Exercise prompt: Restate the lines word for word, from the first line of the records through the line containing "99L78 126L223 145L281". Leave out the pictures and anything after that line.

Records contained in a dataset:
━━━━
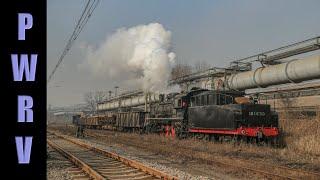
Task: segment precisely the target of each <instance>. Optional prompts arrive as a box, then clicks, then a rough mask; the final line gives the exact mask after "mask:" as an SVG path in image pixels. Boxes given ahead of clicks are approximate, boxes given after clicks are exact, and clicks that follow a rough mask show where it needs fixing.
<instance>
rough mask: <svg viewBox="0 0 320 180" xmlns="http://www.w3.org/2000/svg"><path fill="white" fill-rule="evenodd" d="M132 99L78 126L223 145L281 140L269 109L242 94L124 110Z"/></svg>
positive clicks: (214, 92)
mask: <svg viewBox="0 0 320 180" xmlns="http://www.w3.org/2000/svg"><path fill="white" fill-rule="evenodd" d="M128 99H129V98H127V99H126V98H124V99H123V98H122V99H120V98H119V99H118V100H115V99H113V100H112V101H113V102H106V103H105V104H118V105H120V104H122V106H121V107H119V108H114V107H113V106H112V108H110V109H103V110H100V111H99V113H98V114H97V115H94V116H82V117H79V118H78V120H75V124H77V125H81V126H83V127H86V128H99V129H112V130H118V131H126V132H128V131H131V132H132V131H135V132H136V131H139V132H142V133H160V134H164V135H166V136H176V137H179V138H186V137H197V138H204V139H209V140H220V141H221V140H225V139H232V140H246V141H252V140H254V141H259V142H260V141H271V140H272V141H273V140H274V139H275V138H276V137H277V136H278V134H279V130H278V116H277V114H276V113H275V112H274V111H272V110H271V108H270V105H268V104H257V103H255V102H254V101H253V100H250V99H248V98H247V97H244V94H243V93H242V92H239V91H212V90H205V89H193V90H191V91H190V92H185V93H173V94H169V95H159V97H157V98H153V99H151V100H152V101H151V100H150V101H149V102H148V103H149V104H148V108H147V109H145V107H146V105H145V104H143V103H140V104H138V106H132V105H131V104H130V106H129V107H126V106H123V103H121V101H127V102H132V101H129V100H128ZM130 99H133V98H132V97H130ZM135 99H137V98H135ZM116 101H118V102H116ZM146 101H147V100H144V101H143V102H144V103H145V102H146ZM136 104H137V103H136ZM100 107H105V108H106V107H107V106H105V105H100ZM108 107H110V106H108Z"/></svg>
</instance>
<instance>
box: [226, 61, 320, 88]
mask: <svg viewBox="0 0 320 180" xmlns="http://www.w3.org/2000/svg"><path fill="white" fill-rule="evenodd" d="M316 78H320V56H312V57H308V58H304V59H299V60H292V61H289V62H286V63H282V64H278V65H273V66H269V67H261V68H258V69H256V70H253V71H248V72H242V73H238V74H233V75H231V76H229V77H228V79H227V85H228V87H229V88H230V89H236V90H245V89H251V88H258V87H267V86H271V85H278V84H284V83H290V82H292V83H298V82H301V81H305V80H312V79H316Z"/></svg>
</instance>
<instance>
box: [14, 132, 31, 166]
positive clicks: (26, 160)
mask: <svg viewBox="0 0 320 180" xmlns="http://www.w3.org/2000/svg"><path fill="white" fill-rule="evenodd" d="M31 147H32V136H29V137H25V142H24V143H23V137H21V136H16V148H17V155H18V162H19V164H29V162H30V155H31Z"/></svg>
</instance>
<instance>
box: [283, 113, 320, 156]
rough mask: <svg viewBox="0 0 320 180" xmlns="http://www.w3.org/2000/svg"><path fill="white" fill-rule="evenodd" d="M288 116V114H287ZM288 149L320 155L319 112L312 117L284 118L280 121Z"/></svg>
mask: <svg viewBox="0 0 320 180" xmlns="http://www.w3.org/2000/svg"><path fill="white" fill-rule="evenodd" d="M289 117H290V116H289ZM280 126H281V127H282V129H283V131H284V141H285V143H286V145H287V147H286V149H287V150H289V151H294V152H299V153H306V154H307V155H316V156H320V138H319V137H320V113H319V112H318V115H317V116H316V117H313V118H308V117H301V116H300V117H298V118H292V117H291V118H284V119H281V121H280Z"/></svg>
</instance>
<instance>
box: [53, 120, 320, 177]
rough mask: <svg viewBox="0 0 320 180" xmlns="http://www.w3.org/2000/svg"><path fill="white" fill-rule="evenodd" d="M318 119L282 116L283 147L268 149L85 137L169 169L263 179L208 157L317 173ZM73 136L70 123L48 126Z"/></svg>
mask: <svg viewBox="0 0 320 180" xmlns="http://www.w3.org/2000/svg"><path fill="white" fill-rule="evenodd" d="M319 121H320V120H319V119H294V120H293V119H291V120H287V119H282V120H281V127H282V128H283V130H284V134H283V135H284V143H285V144H286V147H285V148H272V147H264V146H256V145H250V144H240V145H235V144H232V143H223V144H221V143H214V142H208V141H203V140H196V139H183V140H178V139H171V138H166V137H163V136H159V135H154V134H149V135H148V134H144V135H140V134H134V133H121V132H115V131H106V130H86V131H87V132H88V133H91V134H97V135H99V136H101V137H86V139H87V140H89V141H92V142H95V143H100V144H103V145H106V146H109V147H113V148H114V149H117V150H120V151H123V152H127V153H128V152H129V153H130V155H134V156H136V157H141V158H144V159H146V160H152V161H157V162H159V163H160V164H165V165H167V166H169V167H172V168H177V169H179V170H181V171H185V172H188V173H190V174H192V175H195V176H200V175H201V176H204V177H209V179H232V178H235V179H242V178H243V179H251V178H255V179H256V178H257V179H264V178H263V177H259V176H252V174H248V173H246V172H242V171H240V170H236V169H234V168H225V167H223V168H222V167H219V165H217V164H216V165H212V164H210V160H218V161H223V162H228V163H233V162H235V159H240V160H241V159H243V160H250V161H252V162H265V163H270V164H275V165H283V166H287V167H294V168H298V169H304V170H310V171H316V172H320V147H319V146H320V142H319V141H320V140H319V138H315V137H319V136H318V135H320V127H319V125H320V122H319ZM50 128H51V129H55V130H59V131H61V132H63V133H66V134H70V135H74V134H75V129H74V128H72V127H70V126H59V127H50Z"/></svg>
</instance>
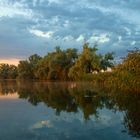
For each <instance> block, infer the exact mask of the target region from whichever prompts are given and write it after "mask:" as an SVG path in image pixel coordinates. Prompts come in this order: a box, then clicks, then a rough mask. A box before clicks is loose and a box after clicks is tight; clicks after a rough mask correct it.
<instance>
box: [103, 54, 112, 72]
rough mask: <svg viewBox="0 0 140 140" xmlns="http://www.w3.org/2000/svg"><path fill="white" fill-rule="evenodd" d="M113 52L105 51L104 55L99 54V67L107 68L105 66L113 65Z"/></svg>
mask: <svg viewBox="0 0 140 140" xmlns="http://www.w3.org/2000/svg"><path fill="white" fill-rule="evenodd" d="M113 55H114V53H113V52H112V53H106V54H105V55H103V56H101V62H100V68H101V69H103V70H107V68H108V67H109V68H112V67H113V66H114V64H113V62H112V61H113V59H114V56H113Z"/></svg>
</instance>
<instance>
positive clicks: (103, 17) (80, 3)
mask: <svg viewBox="0 0 140 140" xmlns="http://www.w3.org/2000/svg"><path fill="white" fill-rule="evenodd" d="M139 5H140V1H139V0H135V1H134V0H129V1H126V0H122V1H116V0H106V1H105V2H104V1H103V0H98V1H93V0H80V1H75V0H68V1H66V0H20V1H17V0H0V11H1V12H0V57H1V58H3V57H4V58H10V57H12V58H18V57H20V58H22V57H24V58H25V57H27V56H29V55H30V54H32V53H39V54H41V55H44V54H45V53H47V52H48V51H52V50H53V48H54V47H55V46H57V45H59V46H61V47H62V48H68V47H76V48H79V49H81V45H82V44H83V43H84V40H85V39H86V41H88V42H89V43H91V44H94V43H98V46H99V47H100V49H101V50H102V52H107V51H115V52H117V55H119V54H124V52H125V51H126V50H127V49H128V48H134V47H139V40H140V18H139V13H140V9H139ZM106 45H107V46H108V47H106ZM42 50H43V51H42ZM44 50H45V51H44Z"/></svg>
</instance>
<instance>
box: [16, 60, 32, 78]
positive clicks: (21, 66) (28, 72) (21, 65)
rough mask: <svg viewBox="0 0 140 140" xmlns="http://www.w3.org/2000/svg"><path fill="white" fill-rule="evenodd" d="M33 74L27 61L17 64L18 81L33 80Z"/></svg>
mask: <svg viewBox="0 0 140 140" xmlns="http://www.w3.org/2000/svg"><path fill="white" fill-rule="evenodd" d="M33 77H34V74H33V71H32V67H31V65H30V63H29V62H28V61H27V60H22V61H19V64H18V78H19V79H33Z"/></svg>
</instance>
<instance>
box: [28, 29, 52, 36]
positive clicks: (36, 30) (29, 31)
mask: <svg viewBox="0 0 140 140" xmlns="http://www.w3.org/2000/svg"><path fill="white" fill-rule="evenodd" d="M29 32H30V33H31V34H34V35H36V36H39V37H44V38H51V37H52V36H53V34H54V32H53V31H48V32H43V31H40V30H34V29H30V30H29Z"/></svg>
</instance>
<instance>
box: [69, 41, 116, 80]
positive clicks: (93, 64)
mask: <svg viewBox="0 0 140 140" xmlns="http://www.w3.org/2000/svg"><path fill="white" fill-rule="evenodd" d="M97 50H98V49H97V45H95V46H94V47H93V48H90V47H89V44H88V43H85V44H84V45H83V51H82V53H81V54H80V55H79V57H78V59H77V61H76V62H75V65H74V66H73V67H71V68H70V71H69V77H70V78H71V79H73V80H81V79H83V77H85V79H89V78H87V77H89V76H88V75H89V74H91V73H92V72H94V71H98V72H99V71H101V69H103V70H106V69H107V68H108V67H112V66H113V63H112V60H113V59H114V57H113V53H107V54H105V55H101V54H97ZM86 75H87V76H86ZM90 79H91V78H90Z"/></svg>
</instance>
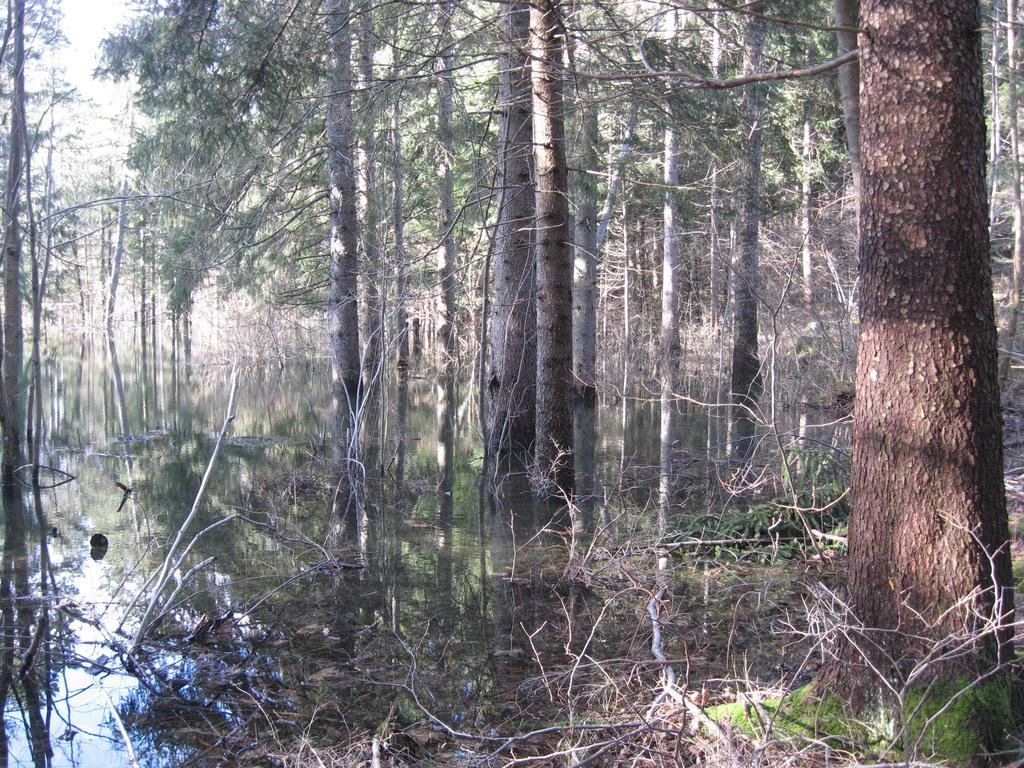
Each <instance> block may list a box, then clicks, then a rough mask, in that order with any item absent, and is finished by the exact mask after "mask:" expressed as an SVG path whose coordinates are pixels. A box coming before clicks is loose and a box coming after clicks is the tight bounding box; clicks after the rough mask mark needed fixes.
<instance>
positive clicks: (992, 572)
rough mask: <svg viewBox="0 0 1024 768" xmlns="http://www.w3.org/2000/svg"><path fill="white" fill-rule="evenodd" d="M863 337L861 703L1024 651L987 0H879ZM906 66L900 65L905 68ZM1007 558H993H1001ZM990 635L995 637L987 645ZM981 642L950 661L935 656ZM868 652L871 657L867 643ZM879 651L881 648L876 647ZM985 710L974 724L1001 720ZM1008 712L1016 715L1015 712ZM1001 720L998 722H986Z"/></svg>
mask: <svg viewBox="0 0 1024 768" xmlns="http://www.w3.org/2000/svg"><path fill="white" fill-rule="evenodd" d="M861 7H862V19H863V22H864V27H865V29H869V30H871V35H870V37H869V38H867V37H864V36H862V37H861V40H862V42H863V44H864V48H863V51H862V53H861V73H862V75H861V78H862V80H861V101H860V103H861V121H862V122H861V150H862V161H863V178H862V187H861V194H862V200H861V216H862V222H863V226H862V227H861V232H862V237H861V242H860V286H861V288H860V291H861V294H860V295H861V298H860V342H859V349H858V357H857V360H858V361H857V401H856V409H855V414H854V438H853V472H852V493H851V502H852V510H853V512H852V515H851V519H850V538H849V547H850V565H849V590H850V598H851V607H852V610H853V612H854V614H855V615H856V617H857V620H858V622H860V623H862V626H863V629H862V630H859V629H858V630H853V631H852V632H851V634H850V636H849V637H850V638H852V642H848V646H849V647H847V649H846V657H845V658H844V659H843V660H842V663H840V664H837V665H836V666H837V667H838V669H836V670H834V673H835V674H836V676H837V677H838V678H839V679H840V681H842V682H843V683H845V684H846V685H847V686H848V687H849V688H851V689H852V691H853V693H854V697H855V700H860V701H865V700H867V699H873V698H874V697H876V696H877V693H878V691H879V690H880V689H881V688H882V681H881V680H879V679H878V678H877V677H872V675H873V674H876V673H873V672H870V671H869V670H868V668H867V667H866V666H865V665H864V664H863V662H864V658H863V657H862V653H866V654H867V660H868V662H870V663H871V664H872V665H874V666H876V669H877V671H878V674H881V675H884V676H885V677H886V680H887V681H889V683H890V684H894V685H895V686H896V687H897V689H899V688H900V686H903V687H904V689H907V688H909V687H911V686H912V685H913V681H911V680H910V675H911V672H912V671H913V670H914V669H916V674H918V675H919V679H918V681H916V684H918V685H919V686H924V685H928V684H929V683H931V682H935V681H939V682H940V683H945V684H947V685H956V683H955V681H956V679H958V678H961V677H964V676H967V679H969V680H975V679H976V676H977V675H980V674H983V673H984V672H986V671H990V670H991V669H992V668H993V666H994V665H995V664H996V663H997V662H999V663H1002V662H1007V660H1008V659H1009V658H1010V657H1011V656H1012V654H1013V649H1012V646H1011V640H1012V629H1011V628H1008V627H1006V626H1004V627H1002V628H1001V629H1000V630H999V631H997V632H996V631H994V627H993V624H994V622H993V623H989V622H990V620H992V617H993V616H994V617H995V620H999V621H1001V622H1006V621H1007V620H1008V618H1009V617H1012V614H1013V605H1014V601H1013V581H1012V575H1011V564H1010V550H1009V532H1008V522H1007V510H1006V503H1005V498H1004V486H1002V420H1001V416H1000V412H999V393H998V386H997V381H996V338H995V323H994V311H993V305H992V282H991V272H990V268H989V255H988V247H989V241H988V218H987V212H986V210H985V209H986V187H985V148H986V147H985V126H984V94H983V88H982V73H981V45H980V35H979V34H978V29H979V26H980V22H981V19H980V13H979V4H978V2H977V0H950V1H949V2H944V3H913V4H909V5H904V4H893V3H891V2H888V0H863V3H862V6H861ZM897 62H898V65H897ZM989 557H991V560H990V559H989ZM985 633H988V634H987V635H986V634H985ZM970 634H973V635H974V636H975V639H974V641H973V642H972V643H971V644H969V645H967V646H965V647H964V649H963V650H962V652H959V653H955V654H950V655H949V656H948V657H947V660H945V662H943V663H937V662H935V660H934V658H933V660H932V662H931V663H929V667H928V668H927V669H923V667H922V665H924V664H925V656H926V654H927V653H929V652H931V653H935V652H936V649H939V648H945V649H946V650H949V649H950V648H952V647H953V646H954V645H955V644H956V643H959V642H961V641H962V639H964V638H965V637H966V636H967V635H970ZM854 646H858V647H857V648H854ZM868 646H870V647H871V648H873V650H868ZM972 701H974V702H977V699H974V698H971V697H967V698H964V699H962V700H961V702H959V703H957V705H956V706H957V708H961V707H965V708H969V709H973V711H972V712H971V715H970V717H969V718H967V719H966V720H964V721H963V722H961V721H959V720H957V727H961V726H966V727H970V728H977V729H983V728H985V727H987V726H995V727H996V728H997V727H999V726H1005V725H1008V724H1007V723H993V722H992V715H991V712H994V711H995V710H997V706H995V705H992V709H991V711H990V712H989V713H988V714H986V713H984V712H982V710H981V709H980V708H976V707H975V705H974V703H972ZM1008 711H1009V709H1008ZM986 719H987V722H986Z"/></svg>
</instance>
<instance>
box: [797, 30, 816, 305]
mask: <svg viewBox="0 0 1024 768" xmlns="http://www.w3.org/2000/svg"><path fill="white" fill-rule="evenodd" d="M807 59H808V62H810V59H811V52H810V50H809V49H808V51H807ZM813 136H814V104H813V102H812V101H811V100H810V98H808V99H807V101H805V102H804V145H803V147H802V148H803V156H804V157H803V179H802V180H801V185H800V234H801V238H802V240H803V244H802V248H801V251H802V258H801V266H802V270H801V271H802V272H803V279H804V285H803V288H804V305H805V306H806V307H807V309H808V311H810V310H812V309H813V308H814V264H813V262H812V258H811V256H812V254H813V249H812V247H811V246H812V244H811V223H812V221H813V218H814V211H813V199H812V197H811V194H812V187H811V175H812V173H813V170H814V169H813V162H814V144H813Z"/></svg>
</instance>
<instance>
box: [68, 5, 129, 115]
mask: <svg viewBox="0 0 1024 768" xmlns="http://www.w3.org/2000/svg"><path fill="white" fill-rule="evenodd" d="M61 8H62V10H63V32H65V36H66V37H67V38H68V47H67V48H66V49H65V50H62V51H61V55H60V56H59V59H60V62H61V63H62V65H63V68H65V70H66V73H67V78H68V81H69V82H70V83H71V84H72V85H73V86H75V87H77V88H78V89H79V92H80V94H81V95H82V96H83V97H85V98H92V99H97V100H105V98H108V97H110V95H111V94H110V85H109V84H105V83H97V82H96V81H94V80H93V79H92V73H93V72H94V71H95V69H96V65H97V63H98V62H99V44H100V42H102V40H103V38H104V37H106V36H108V35H110V34H111V33H112V32H114V31H115V30H116V29H117V28H118V26H119V25H121V24H123V23H124V22H125V20H126V19H127V18H128V8H127V3H126V2H125V0H63V2H62V3H61ZM118 90H120V89H118Z"/></svg>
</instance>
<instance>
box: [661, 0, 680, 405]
mask: <svg viewBox="0 0 1024 768" xmlns="http://www.w3.org/2000/svg"><path fill="white" fill-rule="evenodd" d="M667 17H668V24H667V31H666V39H667V40H669V41H670V42H672V41H674V38H675V35H676V13H675V11H673V10H670V11H669V12H668V13H667ZM671 95H672V90H671V87H670V89H669V96H670V98H671ZM669 114H670V116H671V110H670V112H669ZM677 142H678V138H677V136H676V126H675V124H674V123H673V122H672V119H671V117H670V119H669V121H668V122H667V123H666V125H665V147H664V150H665V158H664V160H663V168H662V170H663V181H664V182H665V200H664V201H663V206H662V219H663V227H664V232H663V239H662V388H663V392H662V396H663V399H665V398H667V397H671V396H672V393H673V388H674V386H675V379H676V373H677V369H678V367H679V355H680V344H679V293H678V291H677V288H678V283H679V275H678V272H679V226H678V223H677V222H678V219H679V210H678V208H679V207H678V204H677V202H676V187H677V186H679V147H678V144H677Z"/></svg>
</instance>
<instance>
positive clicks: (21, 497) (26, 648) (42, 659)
mask: <svg viewBox="0 0 1024 768" xmlns="http://www.w3.org/2000/svg"><path fill="white" fill-rule="evenodd" d="M2 496H3V510H4V546H3V565H2V577H0V616H2V643H3V648H2V651H0V719H2V726H3V727H2V731H3V735H2V738H0V765H3V766H6V765H7V764H8V761H9V758H10V743H11V737H12V735H13V734H11V733H9V732H8V727H12V726H9V723H16V722H18V720H20V721H22V722H25V723H26V729H27V732H26V740H27V742H28V744H29V750H30V752H31V754H32V760H33V763H34V764H35V765H36V766H39V767H42V766H46V765H47V760H48V758H50V757H52V751H51V749H50V743H49V733H48V730H47V726H46V723H47V722H48V720H49V708H50V706H51V703H52V701H51V697H50V695H49V685H48V684H45V685H43V689H44V690H46V696H45V703H44V700H43V697H42V696H41V694H40V682H39V679H40V674H41V673H40V669H41V670H42V676H43V679H44V680H47V679H48V672H49V664H48V660H49V654H48V645H49V637H48V634H49V633H48V627H49V623H48V620H47V616H46V615H45V613H39V611H37V608H38V606H39V604H40V603H39V600H37V599H35V596H34V595H33V593H32V589H31V587H30V582H29V551H28V543H27V530H26V509H25V499H24V497H23V496H22V493H20V489H19V488H18V487H17V486H16V485H15V484H14V483H13V482H12V481H10V480H8V482H6V483H4V485H3V489H2ZM45 546H46V544H45V540H43V543H42V544H41V547H42V548H43V549H45ZM45 560H46V558H45V557H43V558H41V561H42V562H44V563H45ZM42 579H43V584H44V586H45V584H46V580H45V573H44V574H43V577H42ZM37 613H39V615H38V618H37ZM40 650H42V651H43V654H42V655H43V656H45V663H44V659H40ZM11 699H13V702H14V703H15V705H16V707H17V708H18V710H19V711H20V714H22V717H20V718H8V717H7V708H8V707H9V706H10V703H11ZM44 706H45V707H46V708H47V712H46V714H45V715H44V713H43V708H44Z"/></svg>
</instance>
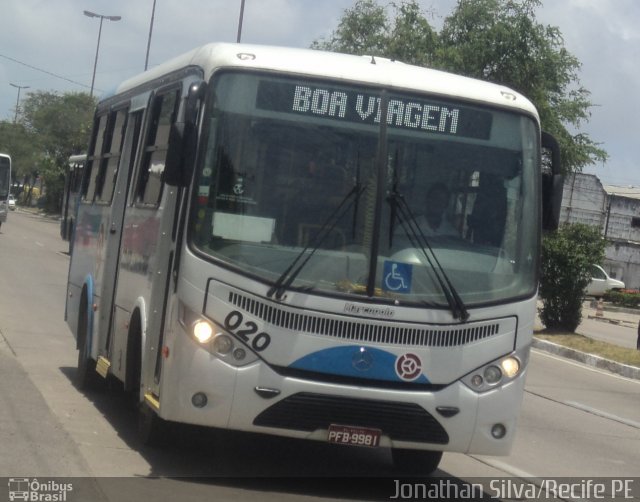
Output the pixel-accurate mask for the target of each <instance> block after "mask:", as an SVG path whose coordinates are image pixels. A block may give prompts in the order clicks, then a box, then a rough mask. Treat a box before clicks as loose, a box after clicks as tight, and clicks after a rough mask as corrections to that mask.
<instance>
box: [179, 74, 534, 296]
━━━━
Exercise solution:
Task: segment precisely the target of each <instance>. Optional prompts arrive as a box, then clicks, then a rough mask; the final line gives the exact mask after "mask:" as an SVG path in image pixels. Boxes given ahead of clicks are approximate, boxes given after clicks are exact, and clicks that follow a rough mask show where it needs fixing.
<instance>
rough mask: <svg viewBox="0 0 320 180" xmlns="http://www.w3.org/2000/svg"><path fill="white" fill-rule="evenodd" d="M132 99L78 126L223 145L281 140L269 109L242 94L124 110Z"/></svg>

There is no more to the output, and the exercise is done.